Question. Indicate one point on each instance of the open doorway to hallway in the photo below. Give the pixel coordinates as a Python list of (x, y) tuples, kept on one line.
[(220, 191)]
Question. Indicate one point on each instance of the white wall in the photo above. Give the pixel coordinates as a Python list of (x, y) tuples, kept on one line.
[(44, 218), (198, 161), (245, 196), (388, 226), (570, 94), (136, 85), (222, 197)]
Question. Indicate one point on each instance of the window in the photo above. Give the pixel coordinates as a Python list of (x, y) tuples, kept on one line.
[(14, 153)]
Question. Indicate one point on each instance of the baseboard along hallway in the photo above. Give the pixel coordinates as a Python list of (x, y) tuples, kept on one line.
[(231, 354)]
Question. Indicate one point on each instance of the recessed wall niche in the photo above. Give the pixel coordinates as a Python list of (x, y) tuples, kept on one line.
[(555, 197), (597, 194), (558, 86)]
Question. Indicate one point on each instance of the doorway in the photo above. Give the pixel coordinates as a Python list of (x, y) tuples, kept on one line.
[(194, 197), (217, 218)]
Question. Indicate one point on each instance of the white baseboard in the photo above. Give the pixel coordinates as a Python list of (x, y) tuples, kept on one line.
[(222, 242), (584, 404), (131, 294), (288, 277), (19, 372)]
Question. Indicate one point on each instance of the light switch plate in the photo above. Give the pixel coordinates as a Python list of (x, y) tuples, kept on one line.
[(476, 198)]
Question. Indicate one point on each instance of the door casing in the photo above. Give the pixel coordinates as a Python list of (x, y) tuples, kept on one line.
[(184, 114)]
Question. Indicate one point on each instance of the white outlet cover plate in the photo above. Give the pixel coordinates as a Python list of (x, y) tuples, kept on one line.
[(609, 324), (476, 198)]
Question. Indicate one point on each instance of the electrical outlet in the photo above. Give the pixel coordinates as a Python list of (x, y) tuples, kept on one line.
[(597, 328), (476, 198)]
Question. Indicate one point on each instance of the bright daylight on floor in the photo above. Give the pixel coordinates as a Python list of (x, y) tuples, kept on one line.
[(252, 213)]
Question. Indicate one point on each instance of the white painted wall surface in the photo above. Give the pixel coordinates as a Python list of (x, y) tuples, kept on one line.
· · ·
▸ What to do
All of the material above should be reproduced exactly.

▸ The answer
Question. Indicate one point on each instance of the open doorway to hallway in the photo below. Give the pixel coordinates as a Python list of (x, y) tuples, kept on one line.
[(220, 191)]
Question. Indicate one point on each instance of the white wall in the photo above. Give the pixel coordinates as a Python list of (x, y) tuples, kept on one line.
[(44, 218), (198, 161), (245, 196), (388, 226), (570, 94), (136, 85), (222, 197)]
Question. Indicate one point on each instance of the window in the photo above. Give the pixel coordinates as a Python list of (x, y) tuples, kept on one line.
[(14, 153)]
Question. Indicate one point on each instance of the baseboard along hallway in the photo above. Give the pixel coordinates as a Python list of (x, y) tuples, kept on one line.
[(231, 354)]
Question. Indicate one point on each instance of the recessed wall niche in the photo above. Give the pixel coordinates as a Python list of (x, y) tuples, kept on one line.
[(555, 197), (597, 194), (558, 86)]
Question. Indicate one point on each instance of the doorway in the photo above. Give the pixel coordinates as a Python list of (x, y) tuples, kept on one line.
[(194, 197), (217, 218)]
Question. Indicate one point on each instance of the white baseboard in the photo above. Give the pixel coordinates as a Python list of (x, y) tuples, kept on one line.
[(222, 242), (584, 404), (131, 294), (288, 277), (19, 372)]
Question. Indicate one point on each instance of the light switch plate in the photo above. Give the pixel coordinates as a Python list of (x, y) tuples, kept on one line.
[(476, 198)]
Question. Indicate one point on each instance of the door casing in the photo above. Give the pixel coordinates as a Python list of (x, y) tuples, kept on one line.
[(184, 114)]
Question. Indicate one point on each instance of the white outlet cover plate in the photo above. Give the pixel coordinates as a Python list of (x, y) tuples, kept on one line.
[(609, 324), (476, 198)]
Question. Indicate one point on each instance of the electrical outlet in the photo above. Give the pixel coordinates as a Python list of (x, y) tuples, kept on one line.
[(597, 328), (476, 198)]
Question. Indicate one point on each instance of the bright daylight on floor in the photo above. Give the pixel coordinates as a Python list of (x, y) tuples, kept on one line.
[(252, 213)]
Question. Indicate one point on each instance of the white painted wall surface in the photo above. Give the pixel coordinates as a Python list of (x, y) tuples, kept on one line.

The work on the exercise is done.